[start Material]

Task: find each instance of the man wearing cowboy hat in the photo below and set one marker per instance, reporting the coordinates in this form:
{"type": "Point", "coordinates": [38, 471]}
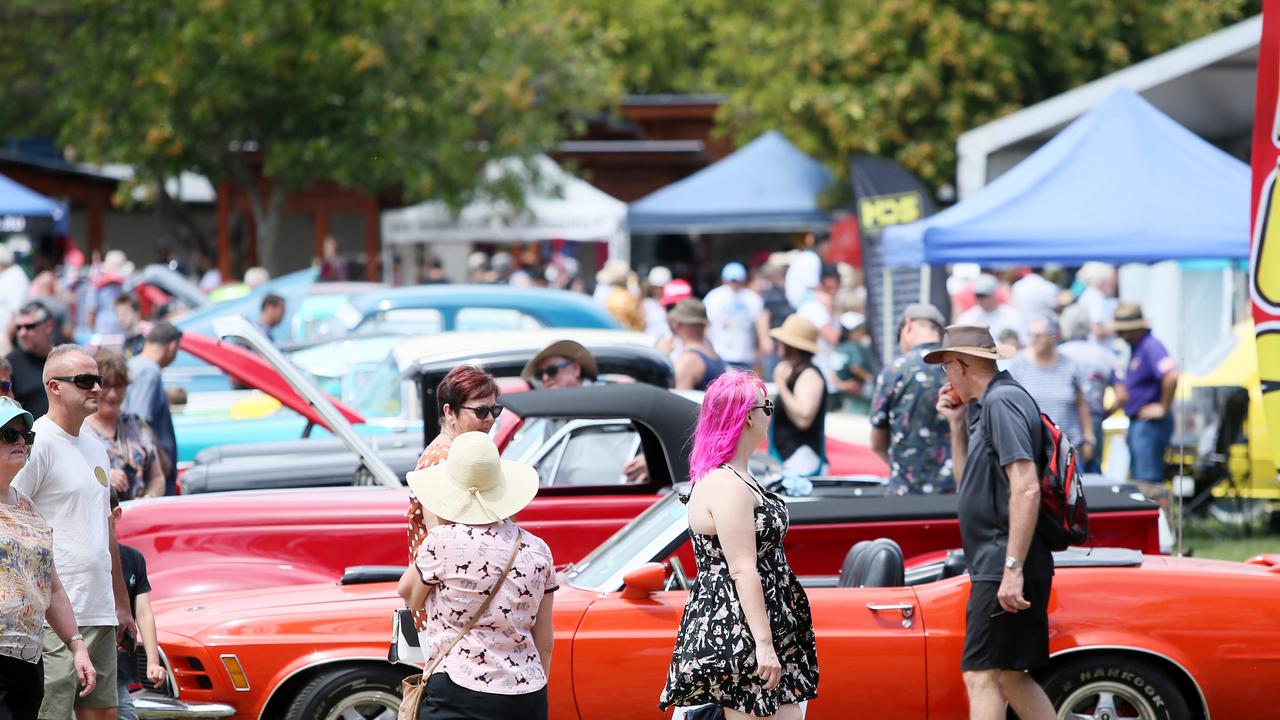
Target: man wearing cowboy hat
{"type": "Point", "coordinates": [1146, 393]}
{"type": "Point", "coordinates": [996, 436]}
{"type": "Point", "coordinates": [561, 364]}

[end Material]

**Given task:**
Each entry should be repeated exactly as it appears; the pictures stay out.

**Complete answer:**
Task: find each instance of the man wearing cowboy hat in the photo below and set one marker per instance, reporting the coordinates in this form:
{"type": "Point", "coordinates": [38, 471]}
Target: man wearing cowboy hat
{"type": "Point", "coordinates": [1146, 393]}
{"type": "Point", "coordinates": [996, 436]}
{"type": "Point", "coordinates": [561, 364]}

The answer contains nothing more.